SUPPLIED PASSAGE:
**********
State employees likely won't see their $500 pay raise next January, and another 1,000 jobs could be cut from the state's payroll if lawmakers override his veto of a tax-cut bill, Gov. Jay Nixon told reporters at the Capitol on Friday.
And those big capital improvements projects that lawmakers OK'd in May also are on hold - including $13 million for planning and designing a new Fulton State Hospital, $38 million for a new state office building on the Missouri State Penitentiary site and most of the $50 million targeted for major repairs to the Capitol.
"As governor, I have the responsibility - and the authority - to be sure that our state remains on a fiscally sustainable path," Nixon explained. "That is why, each year, we review the budget carefully, line by line ... and we assess the impact, and any unintended consequences, of legislation passed by the General Assembly."
Nixon met with reporters after signing the budget bills - about 62 hours before the state's new budget year begins at 12:01 a.m. Monday.
The governor said he vetoed only four items, worth $1.14 million total - but he announced $400.7 million in withholds, which means the money can't be spent even though lawmakers authorized the spending, until Nixon chooses to release it.
In most cases, the withholdings affect new programs or spending increases above the current business year budget that ends at midnight Sunday.
He withheld the $66.4 million in increased funding aimed at Missouri's elementary and secondary public schools, giving them the same amount of state aid they received this year.
And he withheld 4 percent from the core budgets of the state's two- and four-year colleges and universities, but authorized the increased spending for performance-based improvements.
"Let me be clear - restricting education funding is NOT how I think we should move the state forward," the governor said.
The withholdings affect all but $3.5 million of the $50 million lawmakers approved for maintenance and repairs in the Capitol building and complex, and all but $5 million of the $70 million earmarked for maintenance and repair at state-owned facilities throughout the state.
"We have applied these (spending) restrictions broadly, while making every effort to ensure they do not, unnecessarily, impact our most vulnerable Missourians or the vital services on which they depend," the governor said.
Nixon and Budget Director Linda Luebbering both said the withholds were ordered largely out of concerns about the financial "hits" they said the state budget will take if lawmakers succeed in overriding Nixon's veto of the tax cut bill.
"With a price tag of at least $800 million annually, House Bill 253 would undermine our fiscal foundation now and for years to come," the governor explained. "(It) is a dangerous experiment we simply cannot afford.
"These costs are real, and immediate, if my veto is not sustained."
The Legislature's Republican leaders strongly disagreed.
"At a time when our state is just beginning to show signs of economic recovery, the governor is going to make a series of devastating withholds to education while denying Missouri citizens the same tax breaks he has supported for our state's largest corporations," Senate Appropriations Chairman Kurt Schaefer, R-Columbia, said in a news release.
House Budget Chairman Rick Stream, R-Kirkwood, added: "These withholds cannot even be taken seriously with the revenue growth we are experiencing."
**********
WORK INSTRUCTION 1: In the budget article, how many items did the governor veto, and what were they worth in total?
WORK INSTRUCTION 2: Using the budget article, explain why Nixon and his budget director ordered the $400.7 million in withholds.
You won't need the entries for any of this.
**********
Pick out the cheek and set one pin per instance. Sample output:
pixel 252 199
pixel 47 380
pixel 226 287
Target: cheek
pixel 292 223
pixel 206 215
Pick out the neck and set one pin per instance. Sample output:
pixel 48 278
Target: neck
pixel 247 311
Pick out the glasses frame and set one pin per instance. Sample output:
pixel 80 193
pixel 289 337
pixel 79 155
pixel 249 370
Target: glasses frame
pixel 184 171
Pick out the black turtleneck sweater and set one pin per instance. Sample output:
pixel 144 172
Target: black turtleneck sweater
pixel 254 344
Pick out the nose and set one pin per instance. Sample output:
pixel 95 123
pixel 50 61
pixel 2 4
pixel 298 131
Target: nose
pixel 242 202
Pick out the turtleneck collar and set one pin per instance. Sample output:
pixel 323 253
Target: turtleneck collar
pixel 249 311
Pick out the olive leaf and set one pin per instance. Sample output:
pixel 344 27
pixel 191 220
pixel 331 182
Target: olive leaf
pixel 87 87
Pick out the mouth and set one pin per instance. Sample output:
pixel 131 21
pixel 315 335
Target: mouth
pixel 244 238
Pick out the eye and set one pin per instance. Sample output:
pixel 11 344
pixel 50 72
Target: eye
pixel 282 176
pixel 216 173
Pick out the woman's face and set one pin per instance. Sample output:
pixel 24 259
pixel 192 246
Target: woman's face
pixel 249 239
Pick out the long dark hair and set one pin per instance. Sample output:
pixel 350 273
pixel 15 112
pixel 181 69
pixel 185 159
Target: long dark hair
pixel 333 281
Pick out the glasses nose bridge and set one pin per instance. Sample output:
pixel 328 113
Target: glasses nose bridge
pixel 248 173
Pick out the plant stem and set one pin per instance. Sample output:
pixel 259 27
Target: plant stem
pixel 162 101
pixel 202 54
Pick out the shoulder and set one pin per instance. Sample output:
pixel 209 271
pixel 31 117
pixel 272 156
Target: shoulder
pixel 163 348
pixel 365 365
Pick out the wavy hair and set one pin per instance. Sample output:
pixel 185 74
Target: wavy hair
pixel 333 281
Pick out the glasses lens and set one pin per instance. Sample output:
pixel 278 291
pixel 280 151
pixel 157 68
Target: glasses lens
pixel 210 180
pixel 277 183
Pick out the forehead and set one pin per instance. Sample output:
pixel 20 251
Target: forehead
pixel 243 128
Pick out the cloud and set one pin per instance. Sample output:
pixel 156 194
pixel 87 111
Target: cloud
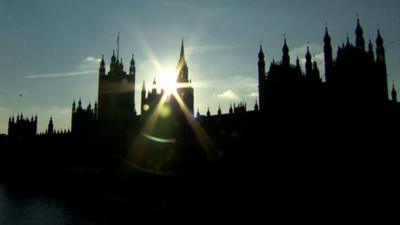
pixel 189 6
pixel 253 94
pixel 88 66
pixel 54 75
pixel 208 48
pixel 229 94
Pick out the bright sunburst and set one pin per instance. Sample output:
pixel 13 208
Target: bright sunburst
pixel 167 81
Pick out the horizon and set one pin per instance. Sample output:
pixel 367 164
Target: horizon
pixel 222 59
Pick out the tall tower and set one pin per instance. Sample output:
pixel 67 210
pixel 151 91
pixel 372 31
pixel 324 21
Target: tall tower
pixel 285 56
pixel 261 78
pixel 132 73
pixel 309 69
pixel 381 68
pixel 360 42
pixel 185 89
pixel 328 57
**********
ANSWER SECTION 1: He vetoed four items worth $1.14 million in total.

ANSWER SECTION 2: They ordered them mostly out of concern over the financial "hits" the state budget would take if lawmakers overrode Nixon's veto of the tax cut bill. Nixon said that bill, House Bill 253, would cost at least $800 million a year and that those costs would be real and immediate if his veto did not hold.